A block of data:

################

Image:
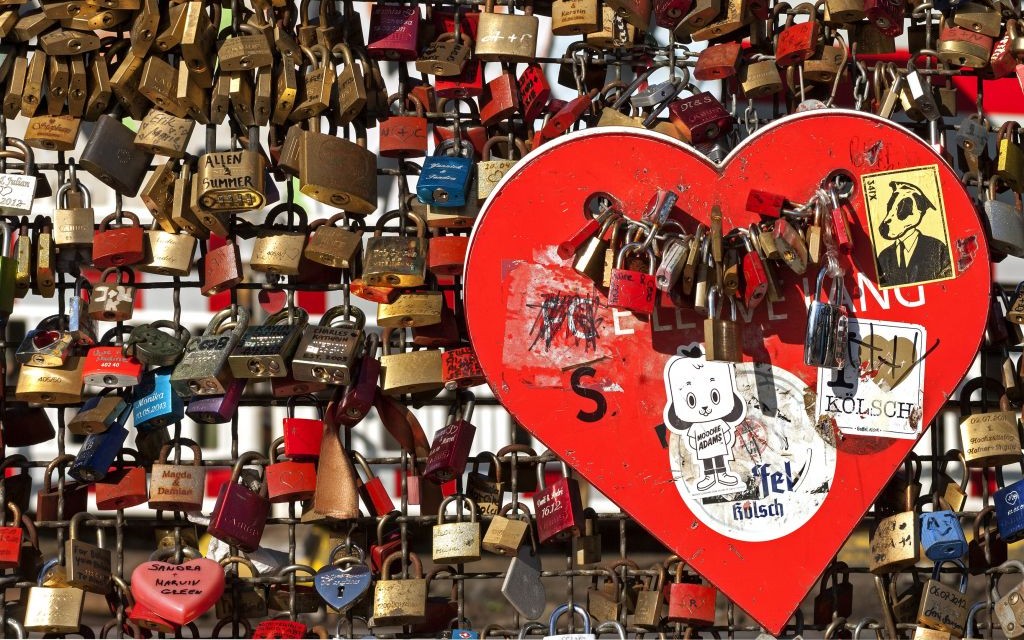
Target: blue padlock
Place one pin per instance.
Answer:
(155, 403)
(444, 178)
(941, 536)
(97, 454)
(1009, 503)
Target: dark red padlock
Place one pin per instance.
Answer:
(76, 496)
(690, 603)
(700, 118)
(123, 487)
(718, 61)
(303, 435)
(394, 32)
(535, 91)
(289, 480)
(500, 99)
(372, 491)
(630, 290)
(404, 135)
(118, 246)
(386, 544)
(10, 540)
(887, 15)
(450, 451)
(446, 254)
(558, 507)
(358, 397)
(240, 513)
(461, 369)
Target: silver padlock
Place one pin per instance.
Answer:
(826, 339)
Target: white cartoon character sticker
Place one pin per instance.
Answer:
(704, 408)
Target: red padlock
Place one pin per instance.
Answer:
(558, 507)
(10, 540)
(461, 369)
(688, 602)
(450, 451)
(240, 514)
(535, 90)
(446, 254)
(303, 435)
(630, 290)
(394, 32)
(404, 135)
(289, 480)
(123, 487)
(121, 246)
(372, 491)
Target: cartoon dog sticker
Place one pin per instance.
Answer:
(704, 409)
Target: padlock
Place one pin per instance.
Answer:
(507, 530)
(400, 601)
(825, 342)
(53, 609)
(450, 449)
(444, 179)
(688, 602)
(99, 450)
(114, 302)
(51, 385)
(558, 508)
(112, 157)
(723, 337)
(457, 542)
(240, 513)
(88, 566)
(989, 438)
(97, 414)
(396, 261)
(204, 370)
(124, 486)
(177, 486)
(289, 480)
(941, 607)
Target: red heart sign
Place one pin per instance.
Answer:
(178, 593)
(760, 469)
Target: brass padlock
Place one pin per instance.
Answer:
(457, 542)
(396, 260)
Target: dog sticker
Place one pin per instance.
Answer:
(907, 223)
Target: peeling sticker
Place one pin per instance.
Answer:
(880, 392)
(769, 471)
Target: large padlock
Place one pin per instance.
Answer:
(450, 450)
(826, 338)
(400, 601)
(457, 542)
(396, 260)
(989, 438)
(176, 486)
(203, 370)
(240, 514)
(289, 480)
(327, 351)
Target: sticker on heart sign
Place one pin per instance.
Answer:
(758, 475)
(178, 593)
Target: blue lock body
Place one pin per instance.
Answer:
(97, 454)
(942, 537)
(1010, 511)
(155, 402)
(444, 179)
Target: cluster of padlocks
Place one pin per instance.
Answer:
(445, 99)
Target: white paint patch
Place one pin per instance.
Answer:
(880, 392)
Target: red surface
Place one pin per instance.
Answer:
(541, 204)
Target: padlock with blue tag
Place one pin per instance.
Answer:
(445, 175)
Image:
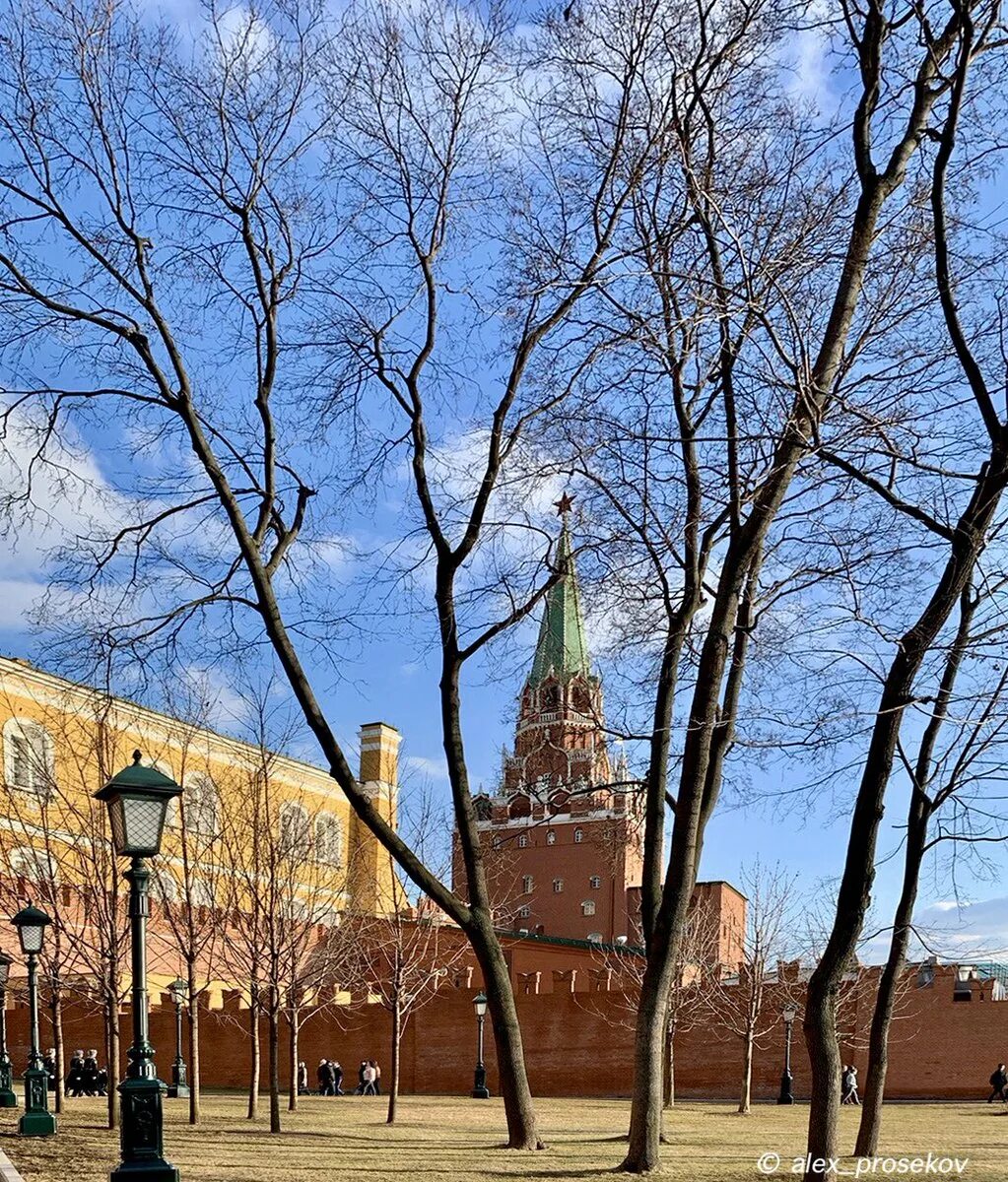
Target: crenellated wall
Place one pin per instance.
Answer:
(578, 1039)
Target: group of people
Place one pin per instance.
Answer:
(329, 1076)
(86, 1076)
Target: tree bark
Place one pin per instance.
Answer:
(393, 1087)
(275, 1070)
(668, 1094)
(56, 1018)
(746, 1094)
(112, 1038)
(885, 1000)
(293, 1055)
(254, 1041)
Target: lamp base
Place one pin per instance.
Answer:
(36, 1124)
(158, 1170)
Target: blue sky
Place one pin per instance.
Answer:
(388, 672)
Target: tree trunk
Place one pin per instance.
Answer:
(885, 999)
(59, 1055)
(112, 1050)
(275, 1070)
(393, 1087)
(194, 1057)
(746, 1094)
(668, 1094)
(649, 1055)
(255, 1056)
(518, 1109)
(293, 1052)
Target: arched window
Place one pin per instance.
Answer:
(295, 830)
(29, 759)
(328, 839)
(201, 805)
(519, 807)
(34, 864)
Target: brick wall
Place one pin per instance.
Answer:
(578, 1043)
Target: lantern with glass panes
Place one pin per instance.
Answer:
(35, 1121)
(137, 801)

################

§ **Requirements**: Revise the lines in the block of data by replacing "pin" with "marker" everywhere and changing nothing else. Leave the pictures out of your answer.

§ **Exercise solution**:
Image:
Target: blue padlock
Place one marker per instance.
Answer:
(155, 403)
(444, 178)
(941, 536)
(97, 454)
(1009, 503)
Target: dark red padlock
Place one marker per instance.
Answer:
(76, 496)
(690, 603)
(700, 118)
(123, 487)
(718, 61)
(303, 435)
(394, 32)
(535, 91)
(289, 480)
(500, 99)
(372, 491)
(630, 290)
(404, 135)
(118, 246)
(386, 544)
(10, 540)
(887, 15)
(450, 451)
(446, 254)
(558, 507)
(358, 397)
(240, 513)
(461, 369)
Target: silver padlock
Place one marker per instance.
Answer:
(826, 339)
Target: white cartoon character sticker
Place one marker per instance.
Answer:
(704, 408)
Target: red padlock
Place one marker per instance.
Answer:
(558, 507)
(10, 540)
(461, 369)
(688, 602)
(450, 451)
(240, 514)
(535, 90)
(446, 254)
(303, 435)
(630, 290)
(394, 32)
(404, 135)
(289, 480)
(123, 487)
(121, 246)
(372, 491)
Target: cartoon dog sticker
Place one marker per instance.
Answer:
(704, 409)
Target: padlock
Place one marker per instance.
Answer:
(507, 530)
(400, 601)
(825, 342)
(53, 609)
(450, 449)
(444, 179)
(688, 602)
(99, 450)
(114, 302)
(51, 385)
(558, 508)
(112, 157)
(723, 337)
(457, 542)
(240, 513)
(88, 566)
(989, 438)
(97, 414)
(396, 261)
(204, 370)
(124, 486)
(177, 486)
(289, 480)
(941, 607)
Target: red heart sign
Place one marker per instance.
Answer:
(178, 593)
(760, 469)
Target: brass padlock
Place one marker per instance.
Answer:
(457, 542)
(396, 260)
Target: dog sticker
Place one marker per instance.
Answer:
(907, 223)
Target: peeling sticker
Place one marker per instance.
Answer:
(880, 392)
(769, 471)
Target: large padlock
Place one marker per instance.
Answer:
(450, 450)
(826, 338)
(400, 601)
(457, 542)
(396, 260)
(989, 438)
(176, 486)
(203, 370)
(240, 514)
(289, 480)
(327, 351)
Target: sticker on heart sign
Place one marker per instance.
Answer:
(758, 475)
(178, 593)
Target: blue lock body
Place one marker per instance.
Answer:
(97, 454)
(942, 537)
(1010, 511)
(155, 402)
(444, 179)
Target: cluster of padlocks
Place one marker per instance.
Answer:
(445, 99)
Target: white paint patch
Place one marker per instance.
Answer:
(880, 392)
Target: red surface
Place one marker per instance.
Answer:
(541, 204)
Target: padlock with blue tag
Place one marker per instance.
Answer:
(445, 175)
Image:
Target: crenellated wall
Place one marker per instance.
Answer:
(578, 1039)
Target: group of people
Place one marker per instance.
Answer:
(329, 1076)
(86, 1076)
Target: tree bark
Place one marker per instance.
Answer:
(393, 1087)
(275, 1070)
(668, 1094)
(56, 1018)
(746, 1094)
(112, 1038)
(885, 1000)
(293, 1055)
(254, 1041)
Target: lamp base
Place one marker per instance.
Answer:
(36, 1124)
(158, 1170)
Target: blue sky
Place one marker per instance.
Answer:
(388, 672)
Target: tree trunk
Place one marker per instance.
Answer:
(885, 999)
(59, 1055)
(112, 1050)
(275, 1070)
(393, 1087)
(194, 1057)
(746, 1094)
(668, 1094)
(649, 1055)
(255, 1056)
(518, 1109)
(293, 1052)
Target: arched window
Place one marker per instance.
Answer:
(295, 830)
(29, 759)
(328, 839)
(201, 805)
(519, 807)
(34, 864)
Target: brick wall
Place one marker per instance.
Answer:
(578, 1043)
Target: lantern with glass panes
Place one marker per instance.
Answer:
(35, 1121)
(137, 801)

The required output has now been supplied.